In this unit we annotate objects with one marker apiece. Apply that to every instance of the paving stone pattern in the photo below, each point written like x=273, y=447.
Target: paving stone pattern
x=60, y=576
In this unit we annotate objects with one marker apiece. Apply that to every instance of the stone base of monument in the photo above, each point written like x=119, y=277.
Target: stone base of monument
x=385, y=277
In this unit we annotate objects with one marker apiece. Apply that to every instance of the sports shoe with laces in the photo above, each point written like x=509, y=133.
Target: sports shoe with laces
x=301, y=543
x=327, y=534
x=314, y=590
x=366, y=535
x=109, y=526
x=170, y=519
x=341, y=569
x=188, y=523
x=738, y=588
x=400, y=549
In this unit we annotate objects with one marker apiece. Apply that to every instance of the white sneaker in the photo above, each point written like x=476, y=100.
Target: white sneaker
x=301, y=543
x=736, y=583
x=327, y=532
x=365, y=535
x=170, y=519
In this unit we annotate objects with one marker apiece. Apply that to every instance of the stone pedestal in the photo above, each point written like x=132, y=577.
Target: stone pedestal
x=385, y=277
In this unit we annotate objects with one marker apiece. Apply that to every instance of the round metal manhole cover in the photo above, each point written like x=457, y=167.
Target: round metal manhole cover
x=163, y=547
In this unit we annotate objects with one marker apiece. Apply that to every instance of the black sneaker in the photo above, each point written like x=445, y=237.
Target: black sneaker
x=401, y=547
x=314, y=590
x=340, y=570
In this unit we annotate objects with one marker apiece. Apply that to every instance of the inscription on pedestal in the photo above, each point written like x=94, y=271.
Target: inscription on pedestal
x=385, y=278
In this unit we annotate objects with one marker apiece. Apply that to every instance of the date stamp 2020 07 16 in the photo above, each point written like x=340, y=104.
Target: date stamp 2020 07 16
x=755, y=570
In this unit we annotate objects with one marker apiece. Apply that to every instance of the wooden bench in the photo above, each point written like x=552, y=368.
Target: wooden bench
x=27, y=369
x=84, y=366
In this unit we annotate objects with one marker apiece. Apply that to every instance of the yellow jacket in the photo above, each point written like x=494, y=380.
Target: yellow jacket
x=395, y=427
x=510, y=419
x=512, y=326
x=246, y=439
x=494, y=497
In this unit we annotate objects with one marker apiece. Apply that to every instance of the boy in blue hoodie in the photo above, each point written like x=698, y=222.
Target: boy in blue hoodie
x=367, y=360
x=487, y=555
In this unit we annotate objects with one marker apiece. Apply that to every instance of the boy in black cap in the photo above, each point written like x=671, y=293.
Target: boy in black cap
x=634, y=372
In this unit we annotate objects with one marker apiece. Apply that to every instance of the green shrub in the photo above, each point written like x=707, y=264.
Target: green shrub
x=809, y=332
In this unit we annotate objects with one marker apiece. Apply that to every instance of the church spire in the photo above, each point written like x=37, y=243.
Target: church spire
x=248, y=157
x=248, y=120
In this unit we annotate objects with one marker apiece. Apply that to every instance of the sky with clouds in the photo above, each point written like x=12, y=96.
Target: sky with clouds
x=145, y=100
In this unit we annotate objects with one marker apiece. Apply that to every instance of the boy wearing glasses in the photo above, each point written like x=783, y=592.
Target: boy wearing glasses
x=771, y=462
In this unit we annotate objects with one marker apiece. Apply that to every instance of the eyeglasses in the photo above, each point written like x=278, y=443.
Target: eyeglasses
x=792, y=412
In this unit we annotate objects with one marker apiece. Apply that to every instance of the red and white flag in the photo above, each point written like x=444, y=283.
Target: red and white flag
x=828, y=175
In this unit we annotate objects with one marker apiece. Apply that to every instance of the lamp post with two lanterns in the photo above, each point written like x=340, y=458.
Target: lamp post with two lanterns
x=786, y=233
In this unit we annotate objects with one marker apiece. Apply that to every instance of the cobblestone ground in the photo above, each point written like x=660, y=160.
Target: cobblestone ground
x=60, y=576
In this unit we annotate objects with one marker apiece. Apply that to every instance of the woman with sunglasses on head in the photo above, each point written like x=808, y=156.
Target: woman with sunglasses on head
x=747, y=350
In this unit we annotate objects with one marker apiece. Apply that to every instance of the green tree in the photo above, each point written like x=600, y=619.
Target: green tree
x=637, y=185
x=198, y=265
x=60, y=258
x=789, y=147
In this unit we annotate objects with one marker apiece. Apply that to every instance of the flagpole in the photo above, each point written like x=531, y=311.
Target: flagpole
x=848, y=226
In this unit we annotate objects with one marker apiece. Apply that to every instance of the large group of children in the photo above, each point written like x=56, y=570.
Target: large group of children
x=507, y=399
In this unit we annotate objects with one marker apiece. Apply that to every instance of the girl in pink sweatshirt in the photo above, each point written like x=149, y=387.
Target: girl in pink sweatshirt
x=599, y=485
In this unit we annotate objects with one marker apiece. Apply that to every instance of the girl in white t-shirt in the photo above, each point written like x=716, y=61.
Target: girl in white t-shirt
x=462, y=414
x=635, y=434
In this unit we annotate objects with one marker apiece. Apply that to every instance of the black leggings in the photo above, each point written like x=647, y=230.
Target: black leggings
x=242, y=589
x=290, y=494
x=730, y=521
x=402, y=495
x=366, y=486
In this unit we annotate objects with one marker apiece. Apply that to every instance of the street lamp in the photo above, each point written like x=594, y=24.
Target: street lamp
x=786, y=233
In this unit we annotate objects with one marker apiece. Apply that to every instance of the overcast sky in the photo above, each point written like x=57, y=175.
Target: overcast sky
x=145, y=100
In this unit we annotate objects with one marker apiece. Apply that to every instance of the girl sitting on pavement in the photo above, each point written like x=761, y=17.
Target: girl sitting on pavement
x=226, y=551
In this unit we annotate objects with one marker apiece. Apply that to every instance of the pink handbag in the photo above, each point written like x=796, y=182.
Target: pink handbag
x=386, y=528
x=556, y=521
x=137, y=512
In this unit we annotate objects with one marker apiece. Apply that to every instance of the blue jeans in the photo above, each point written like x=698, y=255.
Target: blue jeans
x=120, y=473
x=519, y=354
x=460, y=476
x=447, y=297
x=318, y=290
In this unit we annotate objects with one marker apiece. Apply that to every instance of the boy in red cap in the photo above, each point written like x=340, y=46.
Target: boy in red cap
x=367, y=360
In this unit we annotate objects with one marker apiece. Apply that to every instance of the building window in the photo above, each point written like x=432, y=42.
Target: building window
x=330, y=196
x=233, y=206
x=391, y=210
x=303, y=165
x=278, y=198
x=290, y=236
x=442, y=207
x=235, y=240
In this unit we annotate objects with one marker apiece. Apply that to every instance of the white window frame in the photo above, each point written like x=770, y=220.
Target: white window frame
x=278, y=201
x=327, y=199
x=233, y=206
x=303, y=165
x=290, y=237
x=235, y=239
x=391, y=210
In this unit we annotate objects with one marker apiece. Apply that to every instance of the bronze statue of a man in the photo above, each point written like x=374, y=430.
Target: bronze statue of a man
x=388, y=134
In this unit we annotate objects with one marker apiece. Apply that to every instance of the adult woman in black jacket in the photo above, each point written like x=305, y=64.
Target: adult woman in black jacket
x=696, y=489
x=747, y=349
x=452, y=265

***

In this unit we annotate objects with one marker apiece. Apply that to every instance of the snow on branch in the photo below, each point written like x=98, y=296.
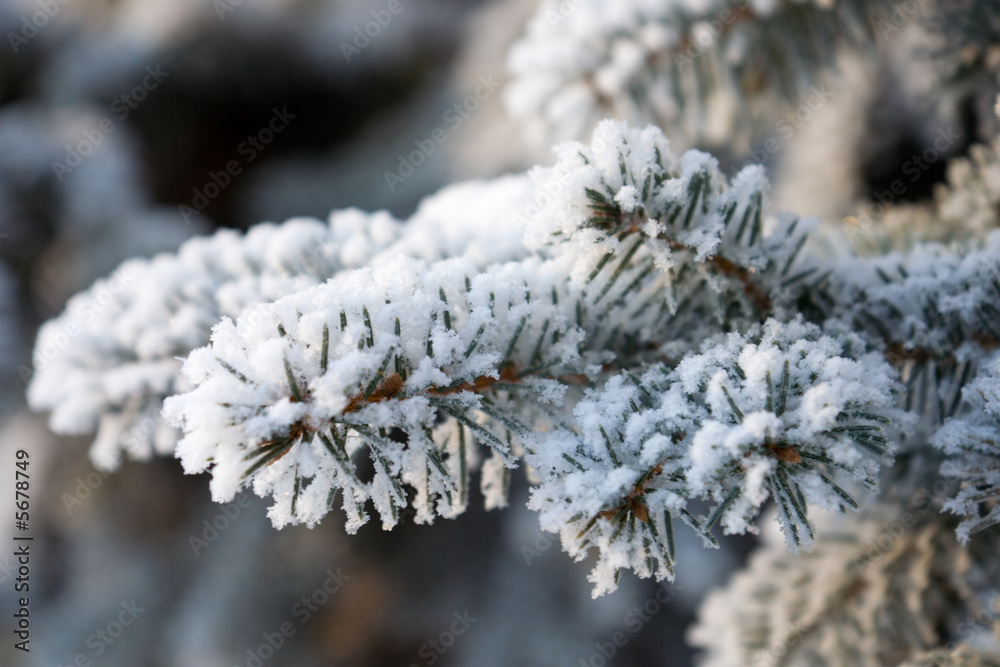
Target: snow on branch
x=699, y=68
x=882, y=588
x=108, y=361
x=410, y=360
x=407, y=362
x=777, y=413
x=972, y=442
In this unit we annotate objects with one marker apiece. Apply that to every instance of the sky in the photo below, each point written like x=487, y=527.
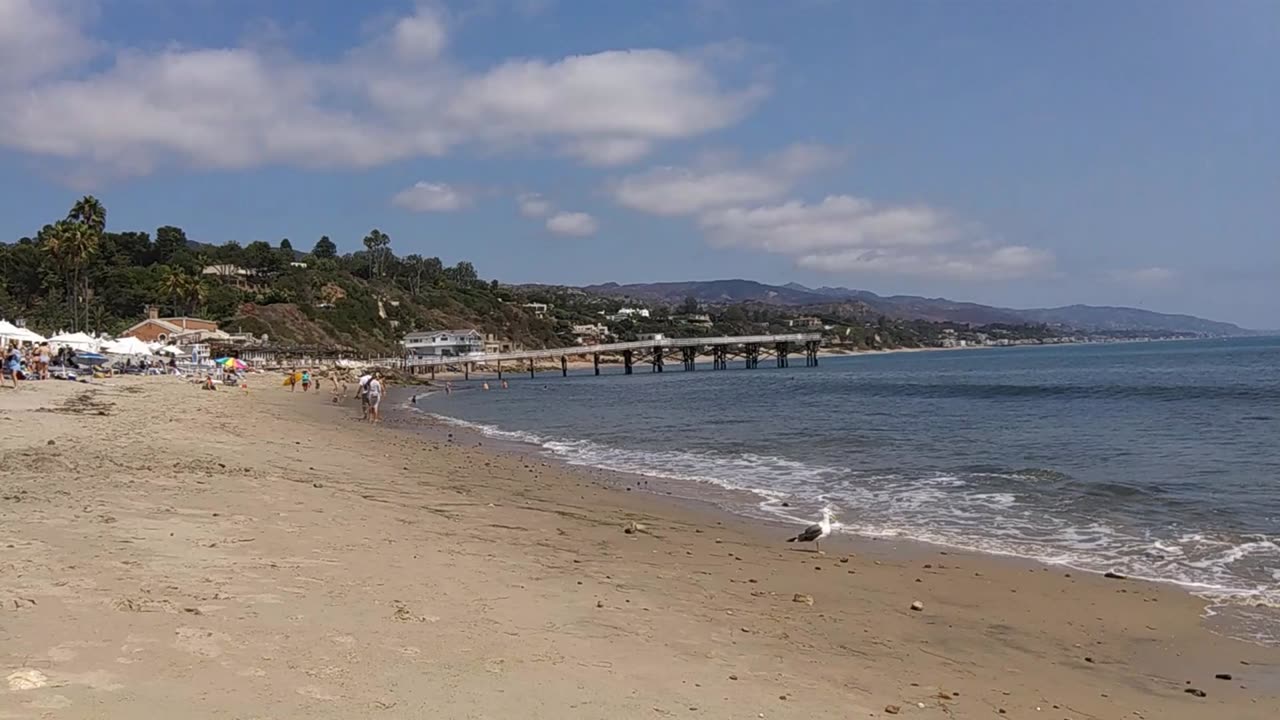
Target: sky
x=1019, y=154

***

Task to carry out:
Starting at the line that contains "like x=273, y=447." and stopping after the line that contains "x=163, y=547", write out those items again, requests included, and offset every answer coordinate by adding 97 to each x and y value. Leave the sample coordinates in the requests unchanged.

Result of this exercise:
In this unit we annotate objects with one marker apiece. Apply that to every instance of the paving stone pattern in the photo below, each point written like x=273, y=447.
Target: paving stone pattern
x=157, y=673
In this unit we annotate objects with one marker apiece. Apply that to every instance of the stone base of monument in the photo above, each point written like x=119, y=277.
Target: stone base of monument
x=482, y=374
In this unit we annotate objects with one marker apiece. Apply that to every instance of the sports shoe with laces in the photo above, each point written like x=509, y=133.
Target: sports shoe with laces
x=398, y=640
x=424, y=631
x=411, y=687
x=463, y=632
x=206, y=623
x=267, y=616
x=438, y=666
x=285, y=620
x=835, y=685
x=497, y=646
In this unit we annotate objects with one marker apiece. Apply that to every instance of the white sneaker in the photo above, each point written like x=476, y=100.
Target: white sneaker
x=398, y=640
x=833, y=680
x=424, y=629
x=462, y=632
x=267, y=616
In this unit we annotate objects with one marker apiece. Apply that to every instance of the stone pedestal in the photo above, each point written like x=132, y=577.
Target: stone pedestal
x=482, y=374
In this unit we annotate objects with one marker apiece. Apply that to every instance of the round metal manhole cover in the photo above, each point written like x=457, y=167.
Target: round metal manhole cover
x=260, y=644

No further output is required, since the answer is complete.